- Opening Delimiter -

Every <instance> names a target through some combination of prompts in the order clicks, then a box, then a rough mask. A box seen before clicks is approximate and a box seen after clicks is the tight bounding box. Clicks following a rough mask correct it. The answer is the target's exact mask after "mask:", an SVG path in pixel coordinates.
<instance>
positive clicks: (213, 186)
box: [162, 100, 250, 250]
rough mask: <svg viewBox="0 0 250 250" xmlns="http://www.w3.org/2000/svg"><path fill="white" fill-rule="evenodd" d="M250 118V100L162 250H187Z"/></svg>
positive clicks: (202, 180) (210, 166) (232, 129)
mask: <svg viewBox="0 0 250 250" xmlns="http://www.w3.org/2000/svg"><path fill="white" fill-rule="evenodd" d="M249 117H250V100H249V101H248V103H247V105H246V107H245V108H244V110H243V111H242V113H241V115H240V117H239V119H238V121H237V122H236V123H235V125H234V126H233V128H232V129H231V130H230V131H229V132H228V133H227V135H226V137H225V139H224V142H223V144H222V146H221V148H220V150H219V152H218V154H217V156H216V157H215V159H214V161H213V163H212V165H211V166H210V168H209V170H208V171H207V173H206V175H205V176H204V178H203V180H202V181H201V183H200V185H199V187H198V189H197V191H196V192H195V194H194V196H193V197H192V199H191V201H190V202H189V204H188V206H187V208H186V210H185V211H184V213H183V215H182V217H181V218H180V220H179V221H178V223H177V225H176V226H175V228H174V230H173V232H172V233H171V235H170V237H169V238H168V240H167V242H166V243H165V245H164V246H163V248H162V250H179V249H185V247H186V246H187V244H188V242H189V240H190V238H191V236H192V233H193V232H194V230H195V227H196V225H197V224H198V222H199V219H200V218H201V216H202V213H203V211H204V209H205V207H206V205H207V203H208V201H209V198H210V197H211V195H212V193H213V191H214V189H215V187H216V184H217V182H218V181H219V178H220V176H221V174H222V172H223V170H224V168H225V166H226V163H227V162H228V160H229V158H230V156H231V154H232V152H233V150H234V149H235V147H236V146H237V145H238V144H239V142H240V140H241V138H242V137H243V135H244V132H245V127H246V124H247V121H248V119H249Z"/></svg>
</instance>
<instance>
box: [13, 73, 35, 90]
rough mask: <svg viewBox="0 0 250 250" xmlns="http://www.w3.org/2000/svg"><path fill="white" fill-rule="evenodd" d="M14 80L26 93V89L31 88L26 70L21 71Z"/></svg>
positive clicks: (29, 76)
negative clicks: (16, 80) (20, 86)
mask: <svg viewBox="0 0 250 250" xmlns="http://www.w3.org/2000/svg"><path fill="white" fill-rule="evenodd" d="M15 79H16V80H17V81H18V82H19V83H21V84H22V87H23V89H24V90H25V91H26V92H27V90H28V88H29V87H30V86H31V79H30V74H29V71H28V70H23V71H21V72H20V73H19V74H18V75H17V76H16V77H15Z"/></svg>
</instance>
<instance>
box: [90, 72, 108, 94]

- Closing Delimiter -

◆ **To do**
Give the entries again in full, with nothing changed.

◆ **Answer box**
Every <instance> names a target through some combination of prompts in the order clicks, then a box, then a rough mask. A box seen before clicks is approximate and a box seen after clicks is the tight bounding box. Clicks following a rough mask correct it. The answer is the target's exact mask after "mask:", an SVG path in pixel coordinates.
<instance>
positive clicks: (213, 186)
box: [162, 100, 250, 250]
rough mask: <svg viewBox="0 0 250 250" xmlns="http://www.w3.org/2000/svg"><path fill="white" fill-rule="evenodd" d="M250 118V100L162 250H187Z"/></svg>
positive clicks: (202, 180) (210, 166) (232, 129)
mask: <svg viewBox="0 0 250 250" xmlns="http://www.w3.org/2000/svg"><path fill="white" fill-rule="evenodd" d="M249 117H250V100H249V101H248V103H247V105H246V107H245V108H244V110H243V111H242V113H241V115H240V117H239V119H238V121H237V122H236V123H235V125H234V126H233V128H232V129H231V130H230V131H229V132H228V133H227V135H226V137H225V139H224V142H223V144H222V146H221V148H220V150H219V152H218V154H217V156H216V157H215V159H214V161H213V163H212V165H211V166H210V168H209V170H208V171H207V173H206V175H205V176H204V178H203V180H202V181H201V183H200V185H199V187H198V189H197V191H196V192H195V194H194V196H193V197H192V199H191V201H190V202H189V204H188V206H187V208H186V210H185V211H184V213H183V215H182V217H181V218H180V220H179V221H178V223H177V225H176V226H175V228H174V230H173V232H172V233H171V235H170V237H169V238H168V240H167V242H166V243H165V245H164V246H163V248H162V250H179V249H185V247H186V246H187V244H188V242H189V240H190V238H191V236H192V233H193V232H194V230H195V227H196V225H197V224H198V222H199V219H200V218H201V216H202V213H203V211H204V209H205V207H206V205H207V203H208V201H209V198H210V197H211V195H212V193H213V191H214V189H215V187H216V184H217V182H218V181H219V178H220V176H221V174H222V172H223V170H224V168H225V166H226V163H227V162H228V160H229V158H230V156H231V154H232V152H233V150H234V149H235V147H236V146H237V145H238V144H239V142H240V140H241V138H242V137H243V135H244V132H245V127H246V124H247V121H248V119H249Z"/></svg>
</instance>
<instance>
box: [13, 73, 35, 90]
rough mask: <svg viewBox="0 0 250 250" xmlns="http://www.w3.org/2000/svg"><path fill="white" fill-rule="evenodd" d="M14 80L26 93V89L31 88L26 70L21 71Z"/></svg>
positive clicks: (29, 76)
negative clicks: (16, 80) (20, 86)
mask: <svg viewBox="0 0 250 250" xmlns="http://www.w3.org/2000/svg"><path fill="white" fill-rule="evenodd" d="M15 79H16V80H17V81H18V82H19V83H21V84H22V87H23V89H24V90H25V91H26V92H27V90H28V88H29V87H30V86H31V79H30V74H29V71H28V70H23V71H21V72H20V73H19V74H18V75H17V76H16V77H15Z"/></svg>
</instance>
<instance>
box: [90, 72, 108, 94]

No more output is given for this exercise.